## Aufgaben zum Text
[a] In welcher Abteilung arbeitet Mehmet Uzun laut dem Bericht über den Warnstreik bei ZF?
[b] Schreiben Sie aus dem Bericht über den Warnstreik den Abschnitt zwischen „Für Mehmet Uzun“ und „der Corona-Pandemie keine.“ ab, beide Stellen eingeschlossen.
[c] Setzen Sie den Bericht über den Warnstreik der IG Metall nach seinem letzten Satz fort.

## Textblock
╭──
Für Mehmet Uzun ist es nicht der erste Warnstreik, bei dem er seine rote Fahne schwingt. In der anderen Hand hält er eine Ratsche. Der 41-Jährige erzählt, dass er immer dabei ist, wenn die IG Metall zu einem Streik aufruft.

Dann bleibe die Arbeit, die er bei ZF in der Abteilung Disposition hat, eben mal „einen Tag liegen“. Eigentlich sei der Streik ein Streik wie jeder andere, sagt Uzun. Nur Trillerpfeifen gebe es an diesem Mittwochvormittag wegen der Corona-Pandemie keine.
Mehmet Uzun ist guter Dinge – es ist kurz vor 10 Uhr, die Sonne scheint und er freut sich auf seinen freien Tag, wie er dem SÜDKURIER erzählt. Wichtiger aber: „Ich bin heute hier, weil ich der Meinung bin, die Arbeitgeber sollen die Krise nicht auf Kosten der Arbeitnehmer ausnutzen.“

Derzeit findet die fünfte Runde der laufenden Tarifverhandlungen in Stuttgart statt. Deswegen hatte die Gewerkschaft IG Metall die Mitarbeiter von ZF und MTU zu einem Warnstreik rund um die Häfler Werke der Unternehmen aufgerufen.
IG Metall will Zeichen setzen – trotz Corona-Pandemie
Auch Angestellte der Häfler Betriebe Liebherr, Zeppelin und DGH Sand Casting kündigten im Vorfeld ihre Teilnahme an, wie Helene Sommer, Geschäftsführerin der IG Metall berichtet. „Wir wollen ein Zeichen setzen, dass Corona uns nicht davon abhält, für unsere Rechte einzustehen“, begründet Sommer den Aufruf zum Streik.
╰──
## Datenteil
╭──
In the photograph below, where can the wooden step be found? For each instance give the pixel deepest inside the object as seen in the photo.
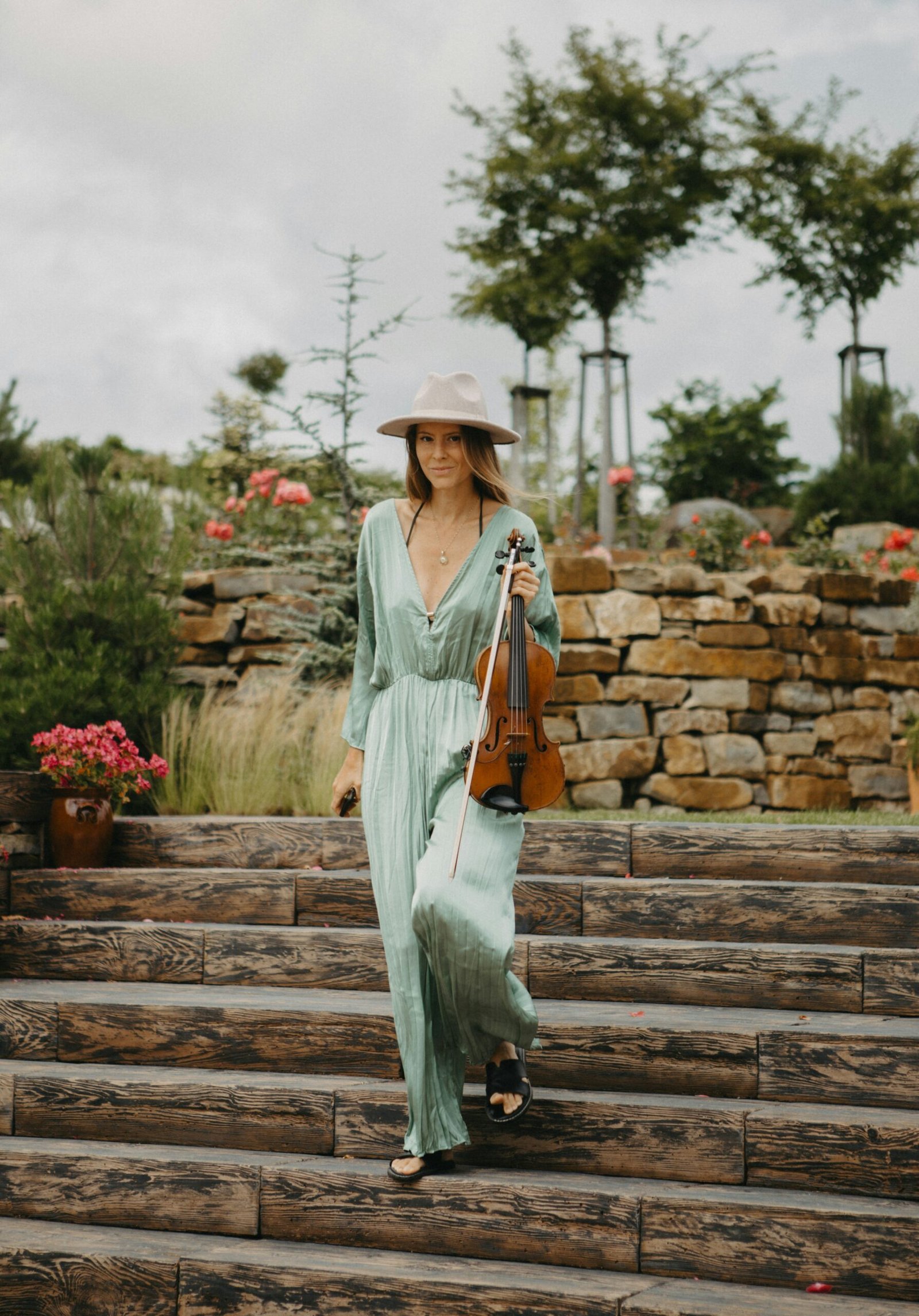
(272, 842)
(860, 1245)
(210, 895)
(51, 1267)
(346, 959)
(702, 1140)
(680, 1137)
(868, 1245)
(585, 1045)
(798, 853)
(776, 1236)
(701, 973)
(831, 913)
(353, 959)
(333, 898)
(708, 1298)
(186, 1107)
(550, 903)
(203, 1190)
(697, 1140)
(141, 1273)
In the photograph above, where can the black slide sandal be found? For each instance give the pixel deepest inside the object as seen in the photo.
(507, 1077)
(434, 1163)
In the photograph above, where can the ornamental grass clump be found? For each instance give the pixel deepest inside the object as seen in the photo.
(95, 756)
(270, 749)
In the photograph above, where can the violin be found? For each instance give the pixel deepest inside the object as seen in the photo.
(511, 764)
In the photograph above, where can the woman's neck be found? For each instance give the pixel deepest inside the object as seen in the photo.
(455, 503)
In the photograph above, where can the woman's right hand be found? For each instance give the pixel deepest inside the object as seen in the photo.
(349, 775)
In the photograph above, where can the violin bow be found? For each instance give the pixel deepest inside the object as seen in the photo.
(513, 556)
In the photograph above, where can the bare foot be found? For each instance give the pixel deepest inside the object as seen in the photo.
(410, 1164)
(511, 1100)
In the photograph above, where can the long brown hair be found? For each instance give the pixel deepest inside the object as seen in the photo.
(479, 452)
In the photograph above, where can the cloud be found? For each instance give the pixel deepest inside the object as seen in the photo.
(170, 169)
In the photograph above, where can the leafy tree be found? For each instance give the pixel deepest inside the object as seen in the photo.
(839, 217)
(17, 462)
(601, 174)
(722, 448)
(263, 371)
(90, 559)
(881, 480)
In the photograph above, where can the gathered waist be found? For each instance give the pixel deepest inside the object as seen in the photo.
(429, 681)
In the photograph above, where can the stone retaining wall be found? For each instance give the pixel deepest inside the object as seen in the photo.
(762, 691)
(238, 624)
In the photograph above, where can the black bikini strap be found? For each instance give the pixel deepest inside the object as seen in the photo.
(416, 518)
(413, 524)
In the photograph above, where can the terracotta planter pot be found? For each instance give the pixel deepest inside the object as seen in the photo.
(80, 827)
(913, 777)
╰──
## Lösungen
[a] In der Abteilung Disposition.

[b]
Für Mehmet Uzun ist es nicht der erste Warnstreik, bei dem er seine rote Fahne schwingt. In der anderen Hand hält er eine Ratsche. Der 41-Jährige erzählt, dass er immer dabei ist, wenn die IG Metall zu einem Streik aufruft.

Dann bleibe die Arbeit, die er bei ZF in der Abteilung Disposition hat, eben mal „einen Tag liegen“. Eigentlich sei der Streik ein Streik wie jeder andere, sagt Uzun. Nur Trillerpfeifen gebe es an diesem Mittwochvormittag wegen der Corona-Pandemie keine.

[c]
Für den Streik dachte sich die Gewerkschaft dieses Mal etwas Neues aus: Eine 3,2 Kilometer lange Menschenkette aus Mitarbeitern solle symbolisch ein Band der Solidarität darstellen, erklärt Sommer. „So etwas Aufwendiges haben wir noch nie organisiert. Ich bin gespannt, ob es am Ende reicht.“
Doch warum überhaupt der Warnstreik? Für was setzt sich die Gewerkschaft aktuell ein? 4 Prozent Endgeldvolumen lautet die konkrete Forderung der IG Metall in den laufenden Tarifverhandlungen. Zusätzlich sollen Ausbildung und Duales Studium verbessert werden, indem im Vertrag eine unbefristete Übernahme aller Auszubildenden festgehalten wird. Aktuell ist die Übernahme auf ein Jahr befristet.
Und das bedeutet für die Auszubildenden Ungewissheit, was ihre Zukunft betrifft. Eine der betroffenen ist Ronja Philipp. Die 20-Jährige macht momentan ihre Ausbildung zur Mechatronikerin bei MTU. Sie ist im dritten Lehrjahr und möchte eine sichere Zukunft haben, erzählt sie. Deswegen engagiert sie sich auch in der Ausbildungsvertretung des Unternehmens und bei der IG Metall.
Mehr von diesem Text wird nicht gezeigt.